§ TEXT UNDER STUDY
Scientific classification
- Kingdom: Plantae
- Clade: Tracheophytes
- Clade: Angiosperms
- Clade: Monocots
- Clade: Commelinids
- Order: Poales
- Family: Poaceae
- Subfamily: Pooideae
- Genus: Amphibromus
- Species: A. fluitans
- Binomial name: Amphibromus fluitans Kirk

= Amphibromus fluitans =

- Genus: Amphibromus
- Species: fluitans
- Authority: Kirk
- Conservation status: D

Species of plant

Amphibromus fluitans, water brome (New Zealand), river swamp wallaby-grass, or floating swamp wallaby-grass (Australian) is a species of true grass in the tribe Poeae.

==Description==
Amphibromus fluitans is a perennial, stoloniferous, semi-aquatic grass that forms large grey-green mats. Spikelets are 15-25mm long, with 3-6 laterally arranged florets, tipped with awns on the lemmas, between 7-18mm long.

It is very difficult to identify without fertile parts. Thus, it can be confused with other aquatic grasses like Agrostis stolonifera, Alopecurus geniculatus, or Glyceria.

§ ASSIGNED TASK 1
Return, word for word, the part of the water brome text above that opens with the words containing "Amphibromus fluitans, water" and closes with "between 7-18mm long.".
§ ASSIGNED TASK 2
In the scientific classification of the water brome text above, list every rank labeled "Clade".
§ ASSIGNED TASK 3
Pick up the water brome text above after its last sentence and continue writing it.

§ SUPPLIED INFORMATION
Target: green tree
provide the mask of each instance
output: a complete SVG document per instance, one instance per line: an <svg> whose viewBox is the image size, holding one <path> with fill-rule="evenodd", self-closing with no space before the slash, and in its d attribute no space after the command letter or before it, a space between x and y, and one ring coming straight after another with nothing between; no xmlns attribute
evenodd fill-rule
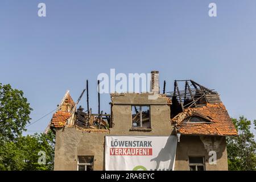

§ WRITTEN ANSWER 1
Amphibromus fluitans, water brome (New Zealand), river swamp wallaby-grass, or floating swamp wallaby-grass (Australian) is a species of true grass in the tribe Poeae.

==Description==
Amphibromus fluitans is a perennial, stoloniferous, semi-aquatic grass that forms large grey-green mats. Spikelets are 15-25mm long, with 3-6 laterally arranged florets, tipped with awns on the lemmas, between 7-18mm long.

§ WRITTEN ANSWER 2
Tracheophytes, Angiosperms, Monocots, Commelinids

§ WRITTEN ANSWER 3
==Distribution==
Amphibromus fluitans is indigenous to New Zealand and Australia.

In New Zealand, it is found in the North Island from Ninety Mile Beach and Karikari Peninsula in Northland to Paekākāriki and Lake Wairarapa in Wellington. In the South Island, it has been found at three locations: Maher's Swamp near Punakaiki (1991), Lake Tekapo (1935), and Lake Heron (2006).

In Australia, it is found in New South Wales, Victoria, and Tasmania.

==Habitat==
Amphibromus fluitans is found in seasonally dry wetland or on edges of shallow lakes and lagoons from lowlands to montane.

==Life cycle==
Amphibromus fluitans is dependent on changes in water depth in seasonal wetlands. It tends to germinate from long-lived seedbanks and flower only when water levels are low. As such, it can be apparently absent from suitable habitat for many years before reappearing.

==Threats==
In New Zealand, Amphibromus fluitans is listed as At Risk - Declining. In the South Island, surveys in 1992 and 1998 have failed to find the species at Maher's Swamp, and it has not been found at Lake Tekapo since the original collection. In the North Island, sizeable populations are only known from Waihora Lagoon, west of Lake Taupō, Arohaki Lagoon, Whirinaki, and Lake Wairarapa. The species was formerly known from the Waikato, Taranaki, and Auckland, but has not been found in these areas recently.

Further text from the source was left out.